▶ **EXERCISE REQUIREMENTS**: For the records below, output every line from the one holding "In this exercise you will put a dot on the damselfly" through the final line, unaltered, and no other lines.

::: AVAILABLE RECORDS :::

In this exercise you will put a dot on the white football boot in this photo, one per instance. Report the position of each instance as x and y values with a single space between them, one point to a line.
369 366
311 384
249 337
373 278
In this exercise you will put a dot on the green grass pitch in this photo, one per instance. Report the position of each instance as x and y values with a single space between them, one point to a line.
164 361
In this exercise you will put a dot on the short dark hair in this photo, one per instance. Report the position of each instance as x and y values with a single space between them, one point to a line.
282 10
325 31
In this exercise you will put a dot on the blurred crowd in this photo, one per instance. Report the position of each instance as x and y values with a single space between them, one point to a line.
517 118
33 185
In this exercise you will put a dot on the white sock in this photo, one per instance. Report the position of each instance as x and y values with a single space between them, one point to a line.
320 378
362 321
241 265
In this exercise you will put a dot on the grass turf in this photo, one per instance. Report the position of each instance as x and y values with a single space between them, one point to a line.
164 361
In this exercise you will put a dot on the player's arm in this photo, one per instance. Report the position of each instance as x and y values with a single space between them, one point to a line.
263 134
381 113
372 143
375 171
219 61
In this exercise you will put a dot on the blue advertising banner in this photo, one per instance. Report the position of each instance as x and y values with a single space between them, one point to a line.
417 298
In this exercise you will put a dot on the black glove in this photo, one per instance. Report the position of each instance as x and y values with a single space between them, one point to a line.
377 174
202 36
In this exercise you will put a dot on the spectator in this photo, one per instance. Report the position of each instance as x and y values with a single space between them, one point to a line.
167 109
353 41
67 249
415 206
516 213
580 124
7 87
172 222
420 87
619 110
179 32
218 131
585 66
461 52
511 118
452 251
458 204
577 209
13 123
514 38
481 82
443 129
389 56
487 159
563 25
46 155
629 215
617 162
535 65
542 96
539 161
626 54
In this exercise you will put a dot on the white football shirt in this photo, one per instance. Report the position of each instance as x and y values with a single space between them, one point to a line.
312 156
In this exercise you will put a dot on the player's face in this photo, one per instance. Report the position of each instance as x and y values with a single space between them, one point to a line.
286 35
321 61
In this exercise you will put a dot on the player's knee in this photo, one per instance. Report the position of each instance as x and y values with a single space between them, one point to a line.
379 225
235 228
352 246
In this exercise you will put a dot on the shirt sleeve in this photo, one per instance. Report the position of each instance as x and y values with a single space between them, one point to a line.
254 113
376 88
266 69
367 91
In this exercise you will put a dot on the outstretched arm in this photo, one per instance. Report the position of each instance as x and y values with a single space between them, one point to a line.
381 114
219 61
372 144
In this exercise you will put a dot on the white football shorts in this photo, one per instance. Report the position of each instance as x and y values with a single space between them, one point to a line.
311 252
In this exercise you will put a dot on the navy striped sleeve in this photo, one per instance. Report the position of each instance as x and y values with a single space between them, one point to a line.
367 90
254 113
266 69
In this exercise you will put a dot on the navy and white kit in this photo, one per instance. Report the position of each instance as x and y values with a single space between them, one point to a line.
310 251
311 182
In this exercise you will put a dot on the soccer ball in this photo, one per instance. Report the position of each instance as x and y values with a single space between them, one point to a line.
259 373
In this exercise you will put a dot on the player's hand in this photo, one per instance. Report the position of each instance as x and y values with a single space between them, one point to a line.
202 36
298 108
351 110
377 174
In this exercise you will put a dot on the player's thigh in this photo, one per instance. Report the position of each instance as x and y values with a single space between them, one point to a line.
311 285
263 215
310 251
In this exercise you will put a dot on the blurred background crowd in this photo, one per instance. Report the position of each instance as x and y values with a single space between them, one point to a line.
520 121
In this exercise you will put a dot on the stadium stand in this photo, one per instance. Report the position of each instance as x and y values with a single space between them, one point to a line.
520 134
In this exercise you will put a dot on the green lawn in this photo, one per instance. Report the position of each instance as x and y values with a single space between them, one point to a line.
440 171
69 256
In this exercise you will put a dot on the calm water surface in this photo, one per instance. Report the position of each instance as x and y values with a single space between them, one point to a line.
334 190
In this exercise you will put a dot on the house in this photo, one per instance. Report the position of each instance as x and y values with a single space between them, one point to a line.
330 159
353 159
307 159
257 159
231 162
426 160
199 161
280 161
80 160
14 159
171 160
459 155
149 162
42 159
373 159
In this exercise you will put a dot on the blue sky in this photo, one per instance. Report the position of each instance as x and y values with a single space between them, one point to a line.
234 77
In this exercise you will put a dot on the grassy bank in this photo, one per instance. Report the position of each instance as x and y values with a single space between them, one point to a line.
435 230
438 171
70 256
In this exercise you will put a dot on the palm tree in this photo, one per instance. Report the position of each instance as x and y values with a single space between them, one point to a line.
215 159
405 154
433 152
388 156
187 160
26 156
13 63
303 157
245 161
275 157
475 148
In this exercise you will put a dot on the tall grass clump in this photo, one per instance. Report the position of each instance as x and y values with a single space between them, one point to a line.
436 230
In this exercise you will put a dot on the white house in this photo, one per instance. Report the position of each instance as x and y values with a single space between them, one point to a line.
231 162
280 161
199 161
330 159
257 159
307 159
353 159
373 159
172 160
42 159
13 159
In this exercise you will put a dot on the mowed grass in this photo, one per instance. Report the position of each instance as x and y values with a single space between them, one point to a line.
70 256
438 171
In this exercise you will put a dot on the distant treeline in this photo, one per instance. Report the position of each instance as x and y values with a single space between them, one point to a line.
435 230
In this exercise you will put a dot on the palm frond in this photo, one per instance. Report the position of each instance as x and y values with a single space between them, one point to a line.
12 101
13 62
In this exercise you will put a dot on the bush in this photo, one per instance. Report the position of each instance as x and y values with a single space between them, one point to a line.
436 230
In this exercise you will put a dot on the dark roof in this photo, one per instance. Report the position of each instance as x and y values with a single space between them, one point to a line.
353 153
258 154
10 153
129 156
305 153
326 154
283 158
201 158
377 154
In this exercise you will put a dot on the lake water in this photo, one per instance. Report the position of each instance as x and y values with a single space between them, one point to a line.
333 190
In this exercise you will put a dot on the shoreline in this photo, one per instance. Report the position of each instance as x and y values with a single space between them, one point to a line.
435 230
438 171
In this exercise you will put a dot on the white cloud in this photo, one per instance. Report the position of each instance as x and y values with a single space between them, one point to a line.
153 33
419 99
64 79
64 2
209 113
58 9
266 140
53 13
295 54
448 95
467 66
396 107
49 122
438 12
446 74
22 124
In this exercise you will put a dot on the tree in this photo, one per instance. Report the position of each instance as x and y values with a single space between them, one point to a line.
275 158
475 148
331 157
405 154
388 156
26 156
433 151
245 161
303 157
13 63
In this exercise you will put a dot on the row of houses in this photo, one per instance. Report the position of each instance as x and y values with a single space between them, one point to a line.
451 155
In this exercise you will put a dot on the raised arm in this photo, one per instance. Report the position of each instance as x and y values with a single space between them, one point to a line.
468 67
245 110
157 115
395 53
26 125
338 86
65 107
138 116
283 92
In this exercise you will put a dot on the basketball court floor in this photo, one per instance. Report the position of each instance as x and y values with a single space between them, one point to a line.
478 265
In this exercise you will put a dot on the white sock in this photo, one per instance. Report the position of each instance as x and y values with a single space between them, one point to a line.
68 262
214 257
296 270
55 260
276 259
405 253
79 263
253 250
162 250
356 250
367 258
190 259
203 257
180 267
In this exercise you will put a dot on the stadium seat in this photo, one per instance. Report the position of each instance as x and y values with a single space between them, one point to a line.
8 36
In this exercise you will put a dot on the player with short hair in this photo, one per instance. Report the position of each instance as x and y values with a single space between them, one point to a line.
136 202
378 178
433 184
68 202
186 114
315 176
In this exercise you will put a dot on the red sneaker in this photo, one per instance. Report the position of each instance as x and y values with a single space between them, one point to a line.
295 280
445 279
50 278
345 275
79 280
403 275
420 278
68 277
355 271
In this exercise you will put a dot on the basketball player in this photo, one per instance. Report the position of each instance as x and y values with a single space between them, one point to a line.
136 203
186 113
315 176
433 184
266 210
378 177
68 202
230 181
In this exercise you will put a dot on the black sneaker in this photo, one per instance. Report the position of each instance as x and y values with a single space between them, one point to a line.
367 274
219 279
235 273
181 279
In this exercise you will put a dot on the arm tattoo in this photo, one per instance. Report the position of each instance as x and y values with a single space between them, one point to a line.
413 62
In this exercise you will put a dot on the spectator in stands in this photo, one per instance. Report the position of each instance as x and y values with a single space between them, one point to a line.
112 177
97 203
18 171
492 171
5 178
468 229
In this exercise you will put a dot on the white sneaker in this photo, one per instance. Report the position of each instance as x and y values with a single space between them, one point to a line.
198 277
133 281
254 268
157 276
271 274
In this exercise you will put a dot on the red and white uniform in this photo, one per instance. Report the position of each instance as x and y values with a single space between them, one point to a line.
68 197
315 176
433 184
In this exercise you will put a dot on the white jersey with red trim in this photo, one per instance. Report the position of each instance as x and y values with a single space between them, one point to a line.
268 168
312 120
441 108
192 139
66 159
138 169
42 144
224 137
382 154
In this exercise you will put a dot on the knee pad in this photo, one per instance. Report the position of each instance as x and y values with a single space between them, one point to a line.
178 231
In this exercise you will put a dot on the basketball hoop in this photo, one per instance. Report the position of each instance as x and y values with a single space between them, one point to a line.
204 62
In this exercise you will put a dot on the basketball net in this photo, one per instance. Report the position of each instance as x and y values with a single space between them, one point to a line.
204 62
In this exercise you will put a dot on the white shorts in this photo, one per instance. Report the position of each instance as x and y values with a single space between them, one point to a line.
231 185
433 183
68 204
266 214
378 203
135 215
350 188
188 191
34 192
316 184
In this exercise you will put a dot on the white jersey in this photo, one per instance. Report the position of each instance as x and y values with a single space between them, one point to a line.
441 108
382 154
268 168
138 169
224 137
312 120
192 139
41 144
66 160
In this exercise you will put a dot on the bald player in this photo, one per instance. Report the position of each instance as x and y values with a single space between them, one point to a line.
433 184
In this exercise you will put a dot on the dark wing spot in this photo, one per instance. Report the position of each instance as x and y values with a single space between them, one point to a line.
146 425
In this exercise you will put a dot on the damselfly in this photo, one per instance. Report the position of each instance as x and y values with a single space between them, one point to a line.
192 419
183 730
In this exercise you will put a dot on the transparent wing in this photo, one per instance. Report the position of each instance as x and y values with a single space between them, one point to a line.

:::

▶ **SOLUTION TO THE PROBLEM**:
In this exercise you will put a dot on the damselfly in this photo, one per instance. Report the position of each instance as x and y values with a single space between them, one point to a line.
192 419
183 730
In this exercise you will put a dot on the transparent wing in this photo, one per instance. Report the position of each instance as x and y values with a single space between them, one point to a line.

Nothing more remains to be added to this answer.